WHAT TO PRODUCE >>
Put the lines in the rows below into a numbered list, from the line containing "the faucet spout" through the line containing "column 623, row 266", both included. Skip any blank lines.

EXERCISE DATA >>
— START —

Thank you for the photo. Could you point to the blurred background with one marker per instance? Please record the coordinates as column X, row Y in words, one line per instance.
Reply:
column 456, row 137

— END —
— START —

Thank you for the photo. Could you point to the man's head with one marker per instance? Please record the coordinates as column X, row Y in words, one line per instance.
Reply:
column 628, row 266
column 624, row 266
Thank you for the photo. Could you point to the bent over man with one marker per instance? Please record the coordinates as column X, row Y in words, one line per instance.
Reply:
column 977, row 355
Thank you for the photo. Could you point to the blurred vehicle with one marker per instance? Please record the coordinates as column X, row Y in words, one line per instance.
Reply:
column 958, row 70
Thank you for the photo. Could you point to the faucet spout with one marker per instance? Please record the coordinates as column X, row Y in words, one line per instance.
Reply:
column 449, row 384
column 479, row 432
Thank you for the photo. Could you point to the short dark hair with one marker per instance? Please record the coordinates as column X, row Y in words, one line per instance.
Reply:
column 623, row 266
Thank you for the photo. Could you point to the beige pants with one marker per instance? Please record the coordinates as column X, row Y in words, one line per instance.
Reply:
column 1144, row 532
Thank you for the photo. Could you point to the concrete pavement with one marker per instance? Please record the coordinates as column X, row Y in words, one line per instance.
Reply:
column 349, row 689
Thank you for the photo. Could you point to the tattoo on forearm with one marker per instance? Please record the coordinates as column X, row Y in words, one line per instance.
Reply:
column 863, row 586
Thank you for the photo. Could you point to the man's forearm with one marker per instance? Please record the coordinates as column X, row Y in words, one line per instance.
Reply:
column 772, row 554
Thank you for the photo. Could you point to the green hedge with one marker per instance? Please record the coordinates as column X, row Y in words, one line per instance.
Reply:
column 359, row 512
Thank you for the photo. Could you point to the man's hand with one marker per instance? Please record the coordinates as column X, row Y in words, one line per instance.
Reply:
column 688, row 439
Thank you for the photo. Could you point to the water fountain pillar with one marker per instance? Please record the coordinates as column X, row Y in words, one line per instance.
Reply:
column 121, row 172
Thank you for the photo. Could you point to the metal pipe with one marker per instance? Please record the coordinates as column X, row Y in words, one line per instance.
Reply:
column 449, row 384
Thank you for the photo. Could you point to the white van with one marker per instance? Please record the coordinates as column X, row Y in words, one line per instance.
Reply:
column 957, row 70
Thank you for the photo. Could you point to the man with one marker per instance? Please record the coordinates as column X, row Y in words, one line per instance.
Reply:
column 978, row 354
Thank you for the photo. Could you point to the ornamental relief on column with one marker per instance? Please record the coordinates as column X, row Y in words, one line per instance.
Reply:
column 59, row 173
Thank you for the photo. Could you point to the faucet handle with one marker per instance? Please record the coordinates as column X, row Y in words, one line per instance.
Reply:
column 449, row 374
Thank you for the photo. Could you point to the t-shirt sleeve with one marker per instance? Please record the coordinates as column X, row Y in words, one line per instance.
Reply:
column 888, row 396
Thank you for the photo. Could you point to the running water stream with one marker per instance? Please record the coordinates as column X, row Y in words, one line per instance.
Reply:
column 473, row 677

— END —

SOLUTION >>
1. Thank you for the photo. Could you point to the faucet spout with one marker per instance? Please record the coordinates as column X, row Y in words, one line per instance.
2. Reply:
3. column 449, row 384
4. column 479, row 432
5. Thank you for the photo. Could you point to the short dark hair with one marker per instance? Please record the coordinates as column X, row Y in words, one line per instance.
6. Reply:
7. column 623, row 266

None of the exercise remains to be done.